> _Problem details_:
Lay out everything from the line containing "Expected behaviour: for every instance of the stone basin" down to the last of the lines below as a numbered list, skipping any blank lines.

> _Items_:
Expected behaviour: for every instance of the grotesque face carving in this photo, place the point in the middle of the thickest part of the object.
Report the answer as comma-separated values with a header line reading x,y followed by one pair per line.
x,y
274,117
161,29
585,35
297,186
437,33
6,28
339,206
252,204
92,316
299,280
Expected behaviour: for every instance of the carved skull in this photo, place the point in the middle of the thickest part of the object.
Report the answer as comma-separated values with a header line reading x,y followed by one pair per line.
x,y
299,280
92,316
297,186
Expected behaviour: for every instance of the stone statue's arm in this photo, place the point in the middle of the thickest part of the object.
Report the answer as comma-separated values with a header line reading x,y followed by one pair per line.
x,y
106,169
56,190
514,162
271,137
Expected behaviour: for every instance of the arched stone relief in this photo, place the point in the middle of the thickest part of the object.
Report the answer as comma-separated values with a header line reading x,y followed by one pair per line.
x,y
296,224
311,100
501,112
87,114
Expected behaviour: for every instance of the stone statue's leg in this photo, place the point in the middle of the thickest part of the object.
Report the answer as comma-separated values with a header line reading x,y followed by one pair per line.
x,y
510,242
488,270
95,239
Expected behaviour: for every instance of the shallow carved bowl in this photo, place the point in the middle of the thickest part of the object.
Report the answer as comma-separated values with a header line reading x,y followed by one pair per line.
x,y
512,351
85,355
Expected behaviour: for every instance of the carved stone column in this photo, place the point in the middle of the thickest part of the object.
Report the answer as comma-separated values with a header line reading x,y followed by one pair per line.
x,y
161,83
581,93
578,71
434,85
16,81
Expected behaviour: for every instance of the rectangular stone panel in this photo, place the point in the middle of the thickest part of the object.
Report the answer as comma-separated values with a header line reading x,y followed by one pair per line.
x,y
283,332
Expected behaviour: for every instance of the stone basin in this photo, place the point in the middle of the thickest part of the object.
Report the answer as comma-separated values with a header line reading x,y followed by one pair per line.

> _Problem solution_:
1. Expected behaviour: for every instance of the stone basin in this photo, place the point in the middle of the thickest part of the object.
2. Report the answer as comma-separated values with a header line reading x,y followed by one pair per line.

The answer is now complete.